BEGIN Data for this task
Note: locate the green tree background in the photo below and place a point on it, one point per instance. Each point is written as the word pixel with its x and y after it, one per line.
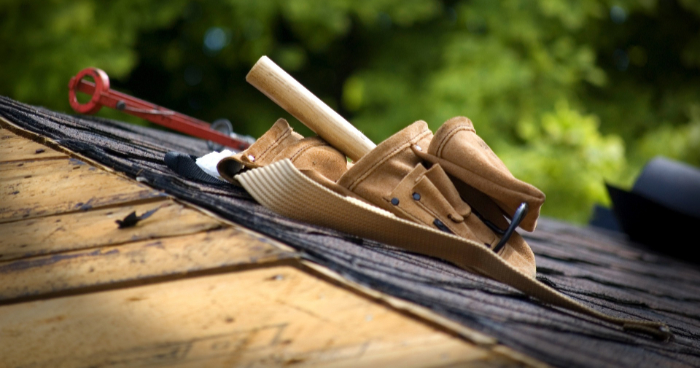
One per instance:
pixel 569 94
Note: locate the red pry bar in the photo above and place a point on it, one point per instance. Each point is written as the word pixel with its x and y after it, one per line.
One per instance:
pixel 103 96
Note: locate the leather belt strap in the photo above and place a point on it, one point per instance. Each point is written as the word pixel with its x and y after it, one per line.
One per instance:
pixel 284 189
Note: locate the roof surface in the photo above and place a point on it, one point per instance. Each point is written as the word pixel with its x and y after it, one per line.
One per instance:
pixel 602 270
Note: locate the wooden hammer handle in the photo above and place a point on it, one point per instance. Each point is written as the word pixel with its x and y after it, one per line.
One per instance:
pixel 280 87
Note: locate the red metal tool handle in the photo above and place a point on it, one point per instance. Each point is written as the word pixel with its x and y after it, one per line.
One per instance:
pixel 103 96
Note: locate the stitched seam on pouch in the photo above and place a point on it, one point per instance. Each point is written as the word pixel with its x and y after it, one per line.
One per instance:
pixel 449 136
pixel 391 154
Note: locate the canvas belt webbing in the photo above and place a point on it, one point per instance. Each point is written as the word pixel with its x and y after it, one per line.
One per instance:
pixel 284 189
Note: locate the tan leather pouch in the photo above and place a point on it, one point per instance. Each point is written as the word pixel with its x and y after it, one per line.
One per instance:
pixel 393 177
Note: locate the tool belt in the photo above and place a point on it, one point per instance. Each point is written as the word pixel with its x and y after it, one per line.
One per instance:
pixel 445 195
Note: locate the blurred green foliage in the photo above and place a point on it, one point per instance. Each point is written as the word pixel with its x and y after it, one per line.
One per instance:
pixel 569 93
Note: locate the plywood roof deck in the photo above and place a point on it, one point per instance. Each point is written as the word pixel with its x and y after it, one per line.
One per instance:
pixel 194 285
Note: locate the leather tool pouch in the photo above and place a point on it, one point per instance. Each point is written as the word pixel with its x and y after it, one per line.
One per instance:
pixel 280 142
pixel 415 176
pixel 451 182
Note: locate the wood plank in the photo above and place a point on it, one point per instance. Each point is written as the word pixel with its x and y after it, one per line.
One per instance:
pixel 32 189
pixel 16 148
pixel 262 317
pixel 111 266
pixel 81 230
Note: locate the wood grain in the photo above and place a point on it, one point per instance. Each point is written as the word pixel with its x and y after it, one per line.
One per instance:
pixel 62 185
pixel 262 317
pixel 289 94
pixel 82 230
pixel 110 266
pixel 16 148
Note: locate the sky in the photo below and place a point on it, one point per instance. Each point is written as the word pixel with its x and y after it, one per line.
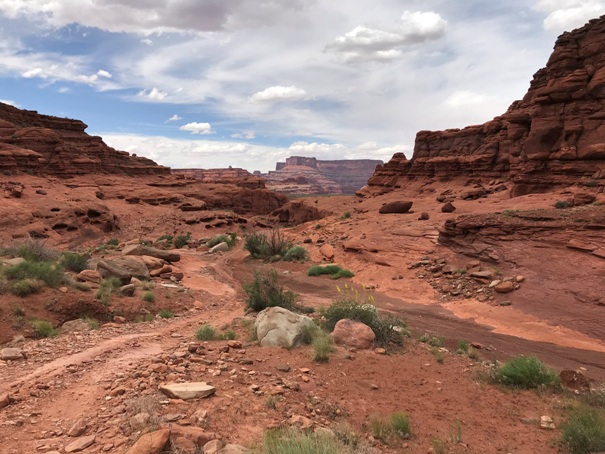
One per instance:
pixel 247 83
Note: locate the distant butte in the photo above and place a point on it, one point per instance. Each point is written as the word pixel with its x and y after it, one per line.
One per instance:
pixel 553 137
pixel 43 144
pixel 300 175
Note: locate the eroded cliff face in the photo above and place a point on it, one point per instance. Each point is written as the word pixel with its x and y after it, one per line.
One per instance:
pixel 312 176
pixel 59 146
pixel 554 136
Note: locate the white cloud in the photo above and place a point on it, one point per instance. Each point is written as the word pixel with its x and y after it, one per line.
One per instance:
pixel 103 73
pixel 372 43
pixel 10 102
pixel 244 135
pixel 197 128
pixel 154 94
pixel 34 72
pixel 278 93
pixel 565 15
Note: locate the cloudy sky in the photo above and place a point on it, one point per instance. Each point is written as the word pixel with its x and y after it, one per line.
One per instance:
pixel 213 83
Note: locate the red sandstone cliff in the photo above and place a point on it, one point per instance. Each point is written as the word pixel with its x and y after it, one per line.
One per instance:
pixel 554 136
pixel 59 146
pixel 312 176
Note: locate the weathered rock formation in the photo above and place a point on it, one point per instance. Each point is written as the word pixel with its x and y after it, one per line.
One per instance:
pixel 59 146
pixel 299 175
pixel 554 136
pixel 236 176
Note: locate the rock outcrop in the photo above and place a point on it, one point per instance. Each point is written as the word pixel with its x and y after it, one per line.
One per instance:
END Data for this task
* [Given problem] Rewrite all of the items above as one numbered list with one line per entry, leaving out blank lines. Omit the pictures from the answer.

* [Answer for this exercise]
1. Note: locate the green tree background in the photo below and place a point on it, one point per instance. Each point is written as the word pixel with its x and y after it, one per line.
2. One per instance:
3. pixel 569 94
4. Note: locate the red pry bar in the photo above and place a point on it, one point per instance. Each point is written as the word pixel with its x and y after it, one per line.
5. One per instance:
6. pixel 103 96
7. Note: locate the leather belt strap in the photo above and place a point on it, one point per instance. Each point is written as the word pixel with its x and y after it, one per line.
8. One per instance:
9. pixel 284 189
10. Note: locate the roof surface in the photo above and place a point on it, one point per instance. Each point is written as the word pixel with its x and y after it, one per line.
11. One per instance:
12. pixel 602 270
13. Note: locate the wooden hammer handle in the photo above and place a point on it, one point per instance. Each point is written as the word pixel with its x and y after it, one per line.
14. One per instance:
15. pixel 280 87
16. Note: locate the red metal tool handle in the photo above and place a point on it, one point per instance. Each point is written as the word pixel with its x and y after it, one per line.
17. One per instance:
18. pixel 103 96
19. Note: locate the stitched seam on pouch in the photo above and place a point on it, one point per instance. Each point is written as the word pixel with its x and y after it, one per line.
20. One per instance:
21. pixel 449 136
22. pixel 391 154
23. Note: locate the canvas belt webbing in the photo above and place a point on it, one point per instance. Each point is written as the word pixel with its x and y after it, one per line.
24. One per instance:
25. pixel 284 189
26. Note: locate the tan leather pouch in the photo above and place a point on it, one point per instance. Each point is written as the word pixel with its x and y after it, one per line.
27. One per instance:
28. pixel 393 177
29. Note: locate the tool belt in the photo above and place a point on it, one point per instance. Each point is written as the word pixel with its x and y after it, one per line.
30. One per instance:
31. pixel 445 195
32. Note: locate the blurred green foliage in the photo above and place a point on it, one point per instance. Each point is written as the word pixel with its x and y after it, one per line.
33. One per instance:
34. pixel 569 93
35. Note: locate the plywood roof deck in the photo above and place a point on it, one point per instance. Each point is written as the word pixel with its x and y after it, one per line.
36. One per instance:
37. pixel 194 285
38. Note: locate the leather tool pouch in the photo above and place a point on it, one point per instance. Each point is written as the word pixel with its x and y after it, one per line.
39. One per instance:
40. pixel 280 142
41. pixel 415 176
42. pixel 451 182
43. Note: locate the wood plank in the photo above and place a point on it, one point per instance. Each point is written as the word pixel with its x and y after it, one per line.
44. One per instance:
45. pixel 32 189
46. pixel 16 148
47. pixel 262 317
48. pixel 111 266
49. pixel 81 230
50. Note: locate the wood grain in the photo above and place a point on it, one point per instance. Each point is written as the word pixel with its x and y after it, one per line.
51. One per instance:
52. pixel 62 185
53. pixel 262 317
54. pixel 289 94
55. pixel 82 230
56. pixel 110 266
57. pixel 16 148
58. Note: locate the sky in the photo below and place a point on it, one point per instance. Each point is written as the word pixel with its x and y after it, one per line.
59. One per instance:
60. pixel 247 83
61. Note: locate the distant butte in the photo above and place a point on it, one point per instance. Each point is written as the word pixel with its x and y after it, one per line.
62. One per instance:
63. pixel 553 137
64. pixel 43 144
65. pixel 300 175
66. Note: locate the eroded cliff face in the photo above and place a point on it, one point per instance. Each point is written as the word pixel with its x and y after it, one per line.
67. One per instance:
68. pixel 312 176
69. pixel 59 146
70. pixel 554 136
71. Note: locate the white cloud in the photo above and place a point on it, one point per instance. Each point is written as the word pixel with its x and y after it, one per line.
72. One per instance:
73. pixel 103 73
74. pixel 372 43
75. pixel 10 102
76. pixel 244 135
77. pixel 197 128
78. pixel 154 94
79. pixel 34 72
80. pixel 278 93
81. pixel 565 15
82. Note: locate the cloudy sky in the photo above and place a point on it, one point per instance. Each point is written as the word pixel with its x and y after it, one per line.
83. One per instance:
84. pixel 213 83
85. Note: locate the red sandstone cliff in the photo above and place a point on it, one point per instance. Each point is written as the word pixel with its x and y after it, one per line.
86. One per instance:
87. pixel 554 136
88. pixel 59 146
89. pixel 312 176
90. Note: locate the weathered rock formation in the photo above and place a point on it, one point per instance. Each point is written as the word pixel with its x and y after it, one per line.
91. One per instance:
92. pixel 59 146
93. pixel 299 175
94. pixel 554 136
95. pixel 236 176
96. Note: locate the rock outcrop in the photo above and place a point on it, one point per instance. Each point is written as the word pixel with its x and y after it, one per line.
97. One per instance:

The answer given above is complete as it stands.